#### DATASET EXCERPTS

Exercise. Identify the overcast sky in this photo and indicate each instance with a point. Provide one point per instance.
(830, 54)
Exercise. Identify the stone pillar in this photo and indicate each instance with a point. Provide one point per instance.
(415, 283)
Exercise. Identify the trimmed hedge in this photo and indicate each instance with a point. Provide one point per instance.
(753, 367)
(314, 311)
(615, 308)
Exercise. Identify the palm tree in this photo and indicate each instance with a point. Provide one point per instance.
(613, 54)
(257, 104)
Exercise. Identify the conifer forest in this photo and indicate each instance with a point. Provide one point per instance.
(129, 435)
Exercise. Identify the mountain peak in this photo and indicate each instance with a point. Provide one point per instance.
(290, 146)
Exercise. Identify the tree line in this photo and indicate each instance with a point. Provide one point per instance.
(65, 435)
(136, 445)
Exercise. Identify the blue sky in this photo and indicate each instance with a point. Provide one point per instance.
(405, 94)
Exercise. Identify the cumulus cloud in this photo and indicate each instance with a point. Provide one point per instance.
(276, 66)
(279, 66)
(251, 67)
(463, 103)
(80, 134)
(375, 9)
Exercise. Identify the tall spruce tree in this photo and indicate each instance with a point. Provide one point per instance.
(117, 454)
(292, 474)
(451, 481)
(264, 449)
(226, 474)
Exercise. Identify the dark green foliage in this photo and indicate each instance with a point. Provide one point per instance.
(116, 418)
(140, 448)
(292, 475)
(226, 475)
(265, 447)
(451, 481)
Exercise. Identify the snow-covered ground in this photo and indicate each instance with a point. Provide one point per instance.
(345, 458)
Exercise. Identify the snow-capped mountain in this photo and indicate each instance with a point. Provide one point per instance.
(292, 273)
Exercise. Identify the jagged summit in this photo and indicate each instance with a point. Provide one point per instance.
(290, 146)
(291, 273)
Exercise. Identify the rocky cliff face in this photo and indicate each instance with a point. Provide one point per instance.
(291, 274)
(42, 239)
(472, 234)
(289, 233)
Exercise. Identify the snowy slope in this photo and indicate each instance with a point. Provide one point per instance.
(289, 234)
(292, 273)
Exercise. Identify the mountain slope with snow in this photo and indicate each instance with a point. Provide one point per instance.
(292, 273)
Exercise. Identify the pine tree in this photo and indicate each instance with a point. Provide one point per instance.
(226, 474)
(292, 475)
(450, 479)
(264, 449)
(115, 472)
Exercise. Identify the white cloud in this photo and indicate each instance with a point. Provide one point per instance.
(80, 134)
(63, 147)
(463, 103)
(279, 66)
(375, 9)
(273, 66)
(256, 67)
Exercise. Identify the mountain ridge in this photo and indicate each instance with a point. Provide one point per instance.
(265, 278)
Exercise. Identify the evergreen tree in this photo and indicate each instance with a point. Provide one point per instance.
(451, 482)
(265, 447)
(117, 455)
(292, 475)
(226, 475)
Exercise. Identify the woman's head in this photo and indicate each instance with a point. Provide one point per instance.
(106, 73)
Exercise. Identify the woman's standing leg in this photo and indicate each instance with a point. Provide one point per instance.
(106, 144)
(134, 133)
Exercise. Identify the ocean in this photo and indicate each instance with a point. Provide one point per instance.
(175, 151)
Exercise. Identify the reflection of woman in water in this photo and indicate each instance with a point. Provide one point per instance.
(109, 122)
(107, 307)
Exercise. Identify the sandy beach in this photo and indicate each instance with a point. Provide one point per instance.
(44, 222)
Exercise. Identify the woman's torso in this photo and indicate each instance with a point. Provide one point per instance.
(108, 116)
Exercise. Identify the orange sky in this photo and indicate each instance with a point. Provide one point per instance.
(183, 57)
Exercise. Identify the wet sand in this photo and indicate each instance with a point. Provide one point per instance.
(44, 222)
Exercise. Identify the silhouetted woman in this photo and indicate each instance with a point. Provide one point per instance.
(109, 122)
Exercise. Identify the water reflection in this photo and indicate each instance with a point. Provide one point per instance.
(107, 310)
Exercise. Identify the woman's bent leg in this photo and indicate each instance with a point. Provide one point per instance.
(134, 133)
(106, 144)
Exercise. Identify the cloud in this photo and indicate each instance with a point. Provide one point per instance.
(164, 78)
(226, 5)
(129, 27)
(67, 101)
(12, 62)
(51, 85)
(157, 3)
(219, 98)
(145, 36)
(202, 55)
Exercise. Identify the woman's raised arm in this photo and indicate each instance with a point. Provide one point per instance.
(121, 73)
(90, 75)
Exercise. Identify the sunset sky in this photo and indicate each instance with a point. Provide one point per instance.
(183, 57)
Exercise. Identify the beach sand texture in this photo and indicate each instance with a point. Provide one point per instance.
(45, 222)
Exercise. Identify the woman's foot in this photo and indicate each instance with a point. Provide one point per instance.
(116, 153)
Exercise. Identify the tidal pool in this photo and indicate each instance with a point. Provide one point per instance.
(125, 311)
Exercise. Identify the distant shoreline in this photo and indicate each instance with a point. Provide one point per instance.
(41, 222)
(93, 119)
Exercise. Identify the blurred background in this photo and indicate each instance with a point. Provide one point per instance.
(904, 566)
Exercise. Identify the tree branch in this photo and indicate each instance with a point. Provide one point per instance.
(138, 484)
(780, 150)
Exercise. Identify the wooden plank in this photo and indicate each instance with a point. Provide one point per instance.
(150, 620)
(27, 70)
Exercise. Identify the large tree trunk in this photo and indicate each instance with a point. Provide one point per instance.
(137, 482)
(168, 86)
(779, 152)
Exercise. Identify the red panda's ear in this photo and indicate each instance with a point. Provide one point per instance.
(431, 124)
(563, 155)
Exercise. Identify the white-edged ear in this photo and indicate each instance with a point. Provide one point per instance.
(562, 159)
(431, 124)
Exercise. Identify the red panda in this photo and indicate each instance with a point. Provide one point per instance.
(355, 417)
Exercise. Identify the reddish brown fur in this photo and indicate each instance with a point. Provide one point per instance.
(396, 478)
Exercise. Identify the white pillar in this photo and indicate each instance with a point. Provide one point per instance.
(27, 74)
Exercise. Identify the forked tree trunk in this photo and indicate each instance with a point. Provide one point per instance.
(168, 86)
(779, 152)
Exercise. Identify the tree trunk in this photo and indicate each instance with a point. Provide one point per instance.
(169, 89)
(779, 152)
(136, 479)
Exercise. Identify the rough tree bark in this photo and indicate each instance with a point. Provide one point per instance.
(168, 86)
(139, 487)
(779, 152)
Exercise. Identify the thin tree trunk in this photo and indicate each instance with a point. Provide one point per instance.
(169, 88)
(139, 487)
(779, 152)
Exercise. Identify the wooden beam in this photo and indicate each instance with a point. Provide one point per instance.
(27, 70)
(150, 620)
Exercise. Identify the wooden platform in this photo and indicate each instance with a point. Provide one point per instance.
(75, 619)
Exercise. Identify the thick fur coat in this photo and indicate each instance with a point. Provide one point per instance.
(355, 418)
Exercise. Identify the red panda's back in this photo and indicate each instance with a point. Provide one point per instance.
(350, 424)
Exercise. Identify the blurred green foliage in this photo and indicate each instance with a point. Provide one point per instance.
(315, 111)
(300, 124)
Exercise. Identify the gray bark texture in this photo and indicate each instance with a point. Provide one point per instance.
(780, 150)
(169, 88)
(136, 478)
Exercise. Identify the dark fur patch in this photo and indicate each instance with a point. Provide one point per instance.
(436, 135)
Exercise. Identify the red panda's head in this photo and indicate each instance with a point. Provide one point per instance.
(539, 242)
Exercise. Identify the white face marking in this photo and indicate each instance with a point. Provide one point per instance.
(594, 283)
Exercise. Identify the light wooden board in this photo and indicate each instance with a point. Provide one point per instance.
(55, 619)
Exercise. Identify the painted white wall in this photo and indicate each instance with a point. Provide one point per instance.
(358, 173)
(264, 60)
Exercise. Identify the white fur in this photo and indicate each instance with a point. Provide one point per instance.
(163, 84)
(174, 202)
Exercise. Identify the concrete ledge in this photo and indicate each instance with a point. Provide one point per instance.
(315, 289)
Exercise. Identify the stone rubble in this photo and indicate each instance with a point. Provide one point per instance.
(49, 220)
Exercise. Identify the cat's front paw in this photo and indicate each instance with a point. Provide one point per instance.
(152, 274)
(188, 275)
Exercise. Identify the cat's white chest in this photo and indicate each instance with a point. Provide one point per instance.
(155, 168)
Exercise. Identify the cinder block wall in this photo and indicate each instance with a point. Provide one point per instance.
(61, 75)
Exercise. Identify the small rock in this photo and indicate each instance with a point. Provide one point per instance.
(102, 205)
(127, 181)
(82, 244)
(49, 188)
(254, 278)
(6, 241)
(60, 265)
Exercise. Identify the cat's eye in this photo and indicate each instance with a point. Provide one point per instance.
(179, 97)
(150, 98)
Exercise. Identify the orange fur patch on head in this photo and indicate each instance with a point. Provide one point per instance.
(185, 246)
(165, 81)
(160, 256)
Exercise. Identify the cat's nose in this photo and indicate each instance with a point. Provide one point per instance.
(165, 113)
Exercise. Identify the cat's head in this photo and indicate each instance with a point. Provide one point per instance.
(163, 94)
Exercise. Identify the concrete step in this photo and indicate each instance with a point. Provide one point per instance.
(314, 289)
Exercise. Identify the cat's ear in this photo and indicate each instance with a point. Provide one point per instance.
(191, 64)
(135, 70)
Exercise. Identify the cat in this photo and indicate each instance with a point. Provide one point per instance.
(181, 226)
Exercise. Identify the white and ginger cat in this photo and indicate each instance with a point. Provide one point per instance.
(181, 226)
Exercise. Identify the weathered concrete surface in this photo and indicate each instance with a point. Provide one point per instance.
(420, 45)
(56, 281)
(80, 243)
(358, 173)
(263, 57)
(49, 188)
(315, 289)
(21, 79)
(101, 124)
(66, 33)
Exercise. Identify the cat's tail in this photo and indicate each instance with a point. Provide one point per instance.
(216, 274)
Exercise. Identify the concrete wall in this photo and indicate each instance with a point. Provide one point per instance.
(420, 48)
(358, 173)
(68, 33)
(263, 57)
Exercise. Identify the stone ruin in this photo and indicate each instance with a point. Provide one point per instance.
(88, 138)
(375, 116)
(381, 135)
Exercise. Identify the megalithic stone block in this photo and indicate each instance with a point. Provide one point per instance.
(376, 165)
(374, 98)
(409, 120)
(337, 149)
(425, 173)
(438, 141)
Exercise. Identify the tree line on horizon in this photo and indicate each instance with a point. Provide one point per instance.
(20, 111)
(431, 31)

########

WRITTEN REQUEST: Quote every line from the line containing "Exercise. Identify the cat's head" through the closing line of the listing, including both.

CORRECT OUTPUT:
Exercise. Identify the cat's head in this photo and indicate each instance with a point. Provide one point per instance.
(163, 94)
Exercise. Identify the concrete step in this photo and indicate each instance with a point. Provide one point per instance.
(314, 289)
Exercise. Identify the cat's ear in this photo and indicate each instance with a point. Provide one point per instance.
(191, 64)
(135, 70)
Exercise. Identify the cat in this photo and indicate each instance with a point. Provide one point per instance.
(181, 226)
Exercise. Identify the white and ginger cat in this photo and indicate each instance with a point. Provide one point per instance.
(181, 226)
Exercise. Identify the weathered concrete surface in this photo and indicate each instance with a point. Provide one point per instance.
(420, 45)
(56, 281)
(80, 243)
(358, 173)
(263, 57)
(49, 188)
(315, 289)
(21, 79)
(101, 124)
(66, 33)
Exercise. Identify the cat's tail in this photo and indicate each instance with a point. Provide one point per instance.
(216, 274)
Exercise. Identify the concrete wall in this photo and indicate each instance with a point. Provide one point per instance.
(420, 48)
(358, 173)
(68, 33)
(263, 57)
Exercise. Identify the stone ruin in this photo and indicate each instance with a point. Provide one point per instance.
(88, 138)
(375, 116)
(381, 135)
Exercise. Identify the megalithic stone block in this photo and indicate each instance with a point. Provide one point per instance.
(376, 165)
(374, 98)
(409, 120)
(337, 149)
(425, 173)
(438, 141)
Exercise. Identify the tree line on horizon in this photo and indicate each instance with a point. Provide one point per instance.
(20, 111)
(431, 31)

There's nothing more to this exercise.